Work request ▸
The entries below should be quoted exactly, with no pictures carried over.

The data ▸
####################
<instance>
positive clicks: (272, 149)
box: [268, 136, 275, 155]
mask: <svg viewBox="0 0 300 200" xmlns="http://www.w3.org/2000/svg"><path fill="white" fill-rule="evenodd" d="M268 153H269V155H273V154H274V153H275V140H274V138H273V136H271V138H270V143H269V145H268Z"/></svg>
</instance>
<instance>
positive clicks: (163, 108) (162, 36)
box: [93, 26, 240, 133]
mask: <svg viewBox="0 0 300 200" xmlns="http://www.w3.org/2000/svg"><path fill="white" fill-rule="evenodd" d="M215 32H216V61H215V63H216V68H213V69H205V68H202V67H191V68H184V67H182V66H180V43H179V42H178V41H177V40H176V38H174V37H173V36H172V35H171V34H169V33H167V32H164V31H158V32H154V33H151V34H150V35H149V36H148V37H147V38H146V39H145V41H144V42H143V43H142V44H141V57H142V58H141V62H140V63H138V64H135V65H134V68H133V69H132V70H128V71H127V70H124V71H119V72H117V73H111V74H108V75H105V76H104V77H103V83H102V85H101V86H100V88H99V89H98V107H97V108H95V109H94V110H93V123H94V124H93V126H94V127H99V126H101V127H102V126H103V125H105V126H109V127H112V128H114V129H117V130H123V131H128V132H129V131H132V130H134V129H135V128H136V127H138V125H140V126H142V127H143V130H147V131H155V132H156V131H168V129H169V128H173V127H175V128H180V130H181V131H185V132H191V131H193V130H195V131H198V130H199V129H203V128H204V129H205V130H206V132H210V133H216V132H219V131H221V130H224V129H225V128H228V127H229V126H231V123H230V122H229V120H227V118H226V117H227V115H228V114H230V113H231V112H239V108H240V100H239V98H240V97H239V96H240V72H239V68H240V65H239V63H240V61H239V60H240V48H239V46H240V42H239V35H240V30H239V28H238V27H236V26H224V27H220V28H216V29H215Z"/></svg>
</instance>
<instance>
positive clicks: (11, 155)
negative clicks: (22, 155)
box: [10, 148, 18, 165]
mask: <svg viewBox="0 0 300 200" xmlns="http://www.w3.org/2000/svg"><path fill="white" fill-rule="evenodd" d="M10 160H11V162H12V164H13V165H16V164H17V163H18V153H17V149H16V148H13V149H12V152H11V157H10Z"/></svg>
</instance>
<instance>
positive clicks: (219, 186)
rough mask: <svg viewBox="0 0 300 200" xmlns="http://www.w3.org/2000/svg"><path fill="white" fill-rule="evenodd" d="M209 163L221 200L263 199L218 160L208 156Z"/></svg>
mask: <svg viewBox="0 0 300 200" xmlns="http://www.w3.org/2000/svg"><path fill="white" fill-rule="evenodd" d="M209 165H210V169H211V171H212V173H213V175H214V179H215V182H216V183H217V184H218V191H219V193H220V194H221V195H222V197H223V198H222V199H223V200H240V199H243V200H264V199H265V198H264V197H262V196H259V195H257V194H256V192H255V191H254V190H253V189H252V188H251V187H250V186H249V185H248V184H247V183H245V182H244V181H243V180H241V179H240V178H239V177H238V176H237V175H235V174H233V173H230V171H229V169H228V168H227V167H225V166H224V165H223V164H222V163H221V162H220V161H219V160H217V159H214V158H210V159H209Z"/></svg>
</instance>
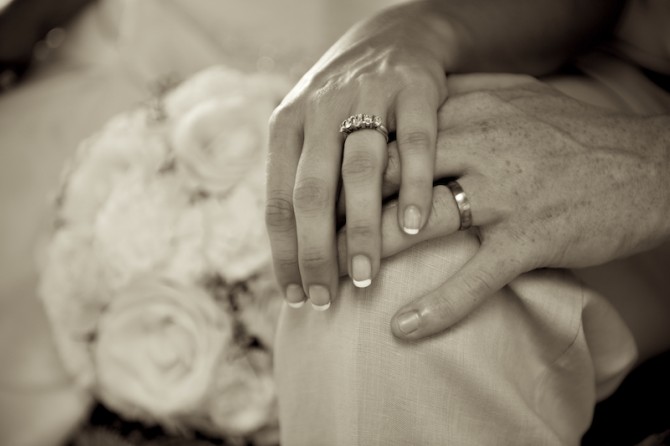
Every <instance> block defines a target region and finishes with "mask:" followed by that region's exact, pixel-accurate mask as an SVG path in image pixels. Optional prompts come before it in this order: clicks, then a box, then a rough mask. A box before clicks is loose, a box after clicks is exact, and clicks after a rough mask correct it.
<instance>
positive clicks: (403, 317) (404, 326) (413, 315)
mask: <svg viewBox="0 0 670 446" xmlns="http://www.w3.org/2000/svg"><path fill="white" fill-rule="evenodd" d="M398 327H399V328H400V331H402V332H403V333H405V334H410V333H412V332H414V331H416V329H417V328H419V313H417V312H416V311H410V312H407V313H403V314H401V315H400V316H398Z"/></svg>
####################
Task output ▸
<instance>
positive clicks: (272, 149)
box: [268, 136, 275, 155]
mask: <svg viewBox="0 0 300 200" xmlns="http://www.w3.org/2000/svg"><path fill="white" fill-rule="evenodd" d="M268 153H269V155H273V154H274V153H275V140H274V138H273V136H271V138H270V143H269V145H268Z"/></svg>
</instance>
<instance>
positive clicks: (163, 108) (162, 36)
box: [93, 26, 240, 133]
mask: <svg viewBox="0 0 300 200" xmlns="http://www.w3.org/2000/svg"><path fill="white" fill-rule="evenodd" d="M215 32H216V61H215V63H216V68H213V69H205V68H202V67H191V68H184V67H182V66H180V43H179V42H178V41H177V40H176V38H174V37H173V36H172V35H171V34H169V33H167V32H164V31H158V32H154V33H151V34H150V35H149V36H148V37H147V38H146V39H145V41H144V42H143V43H142V44H141V57H142V58H141V62H140V63H138V64H135V65H134V68H133V69H132V70H128V71H127V70H124V71H119V72H117V73H111V74H108V75H105V76H104V77H103V83H102V85H101V86H100V88H99V89H98V107H97V108H95V109H94V110H93V123H94V124H93V126H94V127H99V126H101V127H102V126H103V125H105V126H109V127H112V128H114V129H117V130H123V131H128V132H129V131H132V130H134V129H135V128H136V127H138V125H140V126H142V127H143V130H147V131H155V132H156V131H168V129H169V128H173V127H175V128H180V130H181V131H185V132H191V131H193V130H195V131H198V130H199V129H203V128H204V129H205V130H206V132H210V133H216V132H219V131H221V130H224V129H225V128H228V127H229V126H231V123H230V122H229V120H227V118H226V117H227V115H228V114H230V113H231V112H239V108H240V100H239V98H240V97H239V96H240V72H239V68H240V65H239V63H240V61H239V60H240V48H239V46H240V42H239V35H240V30H239V28H238V27H236V26H224V27H220V28H216V29H215Z"/></svg>
</instance>
<instance>
positive clicks: (11, 155)
negative clicks: (22, 155)
box: [10, 148, 18, 165]
mask: <svg viewBox="0 0 300 200" xmlns="http://www.w3.org/2000/svg"><path fill="white" fill-rule="evenodd" d="M10 160H11V162H12V164H13V165H16V164H17V163H18V153H17V149H16V148H13V149H12V152H11V157H10Z"/></svg>
</instance>
<instance>
positive clicks: (219, 186)
rough mask: <svg viewBox="0 0 300 200" xmlns="http://www.w3.org/2000/svg"><path fill="white" fill-rule="evenodd" d="M209 163L221 200L263 199L218 160L208 156Z"/></svg>
mask: <svg viewBox="0 0 300 200" xmlns="http://www.w3.org/2000/svg"><path fill="white" fill-rule="evenodd" d="M209 165H210V169H211V171H212V173H213V175H214V179H215V182H216V183H217V184H218V191H219V193H220V194H221V195H222V197H223V198H222V199H223V200H240V199H243V200H264V199H265V198H264V197H262V196H259V195H257V194H256V192H255V191H254V190H253V189H252V188H251V187H250V186H249V185H248V184H247V183H245V182H244V181H243V180H241V179H240V178H239V177H238V176H237V175H235V174H233V173H230V171H229V169H228V168H227V167H225V166H224V165H223V164H222V163H221V162H220V161H219V160H217V159H214V158H210V159H209Z"/></svg>
</instance>
Every <instance> block defines a target region and finishes with "mask:" followed by that region's exact, pixel-accurate mask as an SVG path in image pixels. Optional prompts come before it in this order: clicks, then a box, then a rough mask. A box before clicks is loose, a box after clicks is exact, and clicks after a rough mask correct it.
<instance>
positive clicks: (403, 317) (404, 326) (413, 315)
mask: <svg viewBox="0 0 670 446" xmlns="http://www.w3.org/2000/svg"><path fill="white" fill-rule="evenodd" d="M398 327H399V328H400V331H402V332H403V333H405V334H410V333H412V332H414V331H416V329H417V328H419V313H417V312H416V311H410V312H407V313H403V314H401V315H400V316H398Z"/></svg>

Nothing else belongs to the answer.